- [Given text]:
EPIRB failures II, the flame war
Well, if I’m going to post on Memorial Day, I guess a war sub-text is appropriate. You see, Rob Stormer got very upset about what I thought was a polite, if argumentative, commentary on his EPIRB failure “investigation”. His displeasure is pretty vivid in the rebuttal he posted today, but you should have heard him yell at me over the phone on Friday! Now normally I avoid such combat, but I can dish it out, and it seems worthwhile in this case because illuminating Stormer’s ongoing errors does shed some light on this important safety subject. Two glaring examples from his rebuttal:
First, regarding his F/V Illusion failure reference, Stormer now claims that an “EPIRB once launched should transmit a signal within a quarter of a second and then transmit every 50 seconds and…The USCG should not have had to do further investigation to find out that the Illusion was fishing in Makushin Bay, because the initial signal should have enabled the calculation for the general geographical location, enough to at least launch the Alert C-130 or alert aircraft to obtain a fix. In the case of a GPIRB the extra positioning data accelerates the localization….”
Sorry, but that betrays a fairly profound misunderstanding of EPIRB technology. Of course the unit can transmit its programmed ID the second it’s turned on, but its location is determined by fast, low-flying satellites that measure its changing signal strength as they pass. It takes at least two birds to get a rough fix, and that takes some time. And even if the Illusion’s EPIRB had had the GPS option, that takes time too, as the receiver must find the GPS satellites from a cold start and probably in difficult conditions (not just rough water, but from inside a device that’s also transmitting 5 watts of 406 MHz signal). Stormer was already confused about EPIRB details, managing in a “WebExclusive” to suggest that all “modern” ones include GPS, even though most of the entry is copied from the USCG’s NavCen, which of course makes no such claim. Finally, it took two minutes of searching on “F/V Illusion” to learn that soon after the CG cleverly used the boat’s contact info to find its location, “a second satellite pass confirmed” it. In short, Illusion’s EPIRB seems to have worked as expected—by most everyone but Stormer.
Then there’s the F/V Ellie B. Today Stormer gives us a link that actually mentions the vessel and then he goes on to rant about how its “EPIRB is reported not to have launched because of a faulty trigger mechanism” and how worthy that is of investigation…blah, blah, blah. The giant embarassment is that he misread his own reference. The Ellie B. sank on a breakwater, no EPIRB involved; the actual F/V with the possible faulty EPIRB “trigger” was the Adriatic, and its sinking was thoroughly investigated. The USCG even sent divers down, and the casualty report reads thus:
The EPIRB transmitted a signal, but did not deploy and float to the surface. A pin in the hydro release had not been replaced in accordance with the manufacturer’s recommendation.
In fact, that investigation and several others were all rolled into an impressive, and hopefully persuasive, USCG publication called “Living to fish, Dying to fish”, available in PDF or .DOC formats here. And some of its key recommendations—like taking good care of your EPIRB—are repeated in this annual Maritime Casualty report (PDF). What’s more, a simple search for either fishing vessel yields all sorts of info on these accidents which Stormer apparently missed—like this scuba site where I found the picture above—and which, incidentally, all happened almost 10 years ago!

- [Stored records]:
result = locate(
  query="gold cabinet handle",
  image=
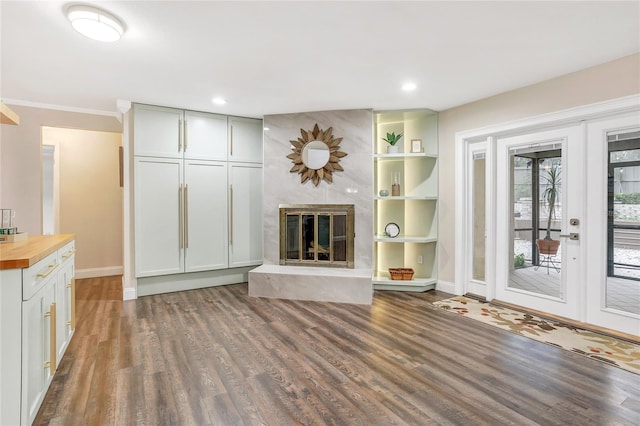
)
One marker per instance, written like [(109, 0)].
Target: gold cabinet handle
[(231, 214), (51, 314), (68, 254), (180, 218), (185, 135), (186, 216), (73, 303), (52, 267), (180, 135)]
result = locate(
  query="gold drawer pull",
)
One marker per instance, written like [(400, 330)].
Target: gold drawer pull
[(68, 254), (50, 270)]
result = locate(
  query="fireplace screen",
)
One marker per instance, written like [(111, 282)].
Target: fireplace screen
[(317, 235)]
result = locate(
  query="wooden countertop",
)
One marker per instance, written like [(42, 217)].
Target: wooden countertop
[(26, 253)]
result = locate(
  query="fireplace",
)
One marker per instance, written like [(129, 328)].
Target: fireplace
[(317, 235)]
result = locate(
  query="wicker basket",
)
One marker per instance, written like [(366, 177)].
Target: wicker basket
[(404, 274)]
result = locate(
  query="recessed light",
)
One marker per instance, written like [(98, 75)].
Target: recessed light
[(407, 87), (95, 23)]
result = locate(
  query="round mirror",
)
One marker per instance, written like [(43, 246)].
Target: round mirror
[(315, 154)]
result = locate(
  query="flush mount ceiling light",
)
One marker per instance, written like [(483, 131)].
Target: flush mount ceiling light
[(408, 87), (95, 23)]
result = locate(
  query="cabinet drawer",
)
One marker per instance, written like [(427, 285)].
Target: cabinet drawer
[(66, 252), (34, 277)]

- [Exercise task A]: In the post on EPIRB failures, what is the title of the USCG publication that combined the Adriatic investigation with several others?
- [Exercise task B]: Set down everything in the post on EPIRB failures from "Then there’s the" down to "the manufacturer’s recommendation.".

- [Full solution A]: "Living to fish, Dying to fish"

- [Full solution B]:
Then there’s the F/V Ellie B. Today Stormer gives us a link that actually mentions the vessel and then he goes on to rant about how its “EPIRB is reported not to have launched because of a faulty trigger mechanism” and how worthy that is of investigation…blah, blah, blah. The giant embarassment is that he misread his own reference. The Ellie B. sank on a breakwater, no EPIRB involved; the actual F/V with the possible faulty EPIRB “trigger” was the Adriatic, and its sinking was thoroughly investigated. The USCG even sent divers down, and the casualty report reads thus:
The EPIRB transmitted a signal, but did not deploy and float to the surface. A pin in the hydro release had not been replaced in accordance with the manufacturer’s recommendation.